Selected excerpt:
• • • •

Reputation: 1285
So I'm trying to evaluate the performance of a classifier on a test instance and when I try to get the area under the ROC, the following error is thrown:
Java.lang.NullPointerException at weka.classifiers.evaluation.ThresholdCurve.getROCArea(ThresholdCurve.java:268) at weka.classifiers.Evaluation.areaUnderROC(Evaluation.java:382) at Classifier_Search.runAda(Classifier_Search.java:74) at Classifier_Search.acrossTest(Classifier_Search.java:142) at Classifier_Search.main(Classifier_Search.java:511) at sun.reflect.NativeMethodAccessorImpl.invoke0(Native Method) at sun.reflect.NativeMethodAccessorImpl.invoke(Unknown Source) at sun.reflect.DelegatingMethodAccessorImpl.invoke(Unknown Source) at java.lang.reflect.Method.invoke(Unknown Source) at edu.rice.cs.drjava.model.compiler.JavacCompiler.runCommand(JavacCompiler.java:271)
The code that is throwing the error is this:
Evaluation eval = new Evaluation(train);
String[] options = {"-P 100", "-S 1", "-I " + it, "-W weka.classifiers.trees.DecisionStump"};
AdaBoostM1 cls = new AdaBoostM1();
cls.setOptions(options);
cls.buildClassifier(train);
eval.evaluateModel(cls, test);
int index = test.classIndex();
return eval.areaUnderROC(index);
When I look up the javadoc for Evaluation (javadoc for Evaluation), It says that areaUnderROC needs to be set by an evaluateClassifier method. No such method exists. Other similar methods (such as falsePositive) work just fine. Has anyone encountered this problem? I can't find anything on OldNabble (Weka's help site).

• • • •

Data excerpts:

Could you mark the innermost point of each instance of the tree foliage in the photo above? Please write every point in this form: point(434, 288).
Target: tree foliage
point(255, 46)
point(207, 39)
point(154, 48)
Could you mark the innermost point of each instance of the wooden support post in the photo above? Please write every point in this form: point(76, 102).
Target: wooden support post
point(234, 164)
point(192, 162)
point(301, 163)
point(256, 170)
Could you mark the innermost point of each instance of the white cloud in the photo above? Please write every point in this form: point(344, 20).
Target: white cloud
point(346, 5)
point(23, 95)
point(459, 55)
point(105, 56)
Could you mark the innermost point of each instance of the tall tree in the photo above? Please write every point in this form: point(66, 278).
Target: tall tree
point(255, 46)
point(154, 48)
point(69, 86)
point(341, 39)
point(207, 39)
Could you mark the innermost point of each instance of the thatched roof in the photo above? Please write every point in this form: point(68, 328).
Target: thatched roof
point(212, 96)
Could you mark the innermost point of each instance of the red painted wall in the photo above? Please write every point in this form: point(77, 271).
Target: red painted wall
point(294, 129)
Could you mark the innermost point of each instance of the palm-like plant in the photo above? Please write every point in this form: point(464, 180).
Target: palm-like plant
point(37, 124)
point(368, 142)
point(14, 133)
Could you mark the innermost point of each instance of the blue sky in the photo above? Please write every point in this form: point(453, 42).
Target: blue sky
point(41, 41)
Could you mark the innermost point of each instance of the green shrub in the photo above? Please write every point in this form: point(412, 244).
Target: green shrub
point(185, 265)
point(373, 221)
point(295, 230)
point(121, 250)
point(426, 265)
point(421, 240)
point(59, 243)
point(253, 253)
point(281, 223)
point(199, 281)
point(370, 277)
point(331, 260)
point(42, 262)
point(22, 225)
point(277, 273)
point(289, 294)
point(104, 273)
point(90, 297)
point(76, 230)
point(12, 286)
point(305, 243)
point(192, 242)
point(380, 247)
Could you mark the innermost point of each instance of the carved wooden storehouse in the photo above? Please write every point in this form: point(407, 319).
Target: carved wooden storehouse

• • • •

In the Weka forum post above, what does the javadoc for Evaluation say areaUnderROC needs to be set by?

An evaluateClassifier method.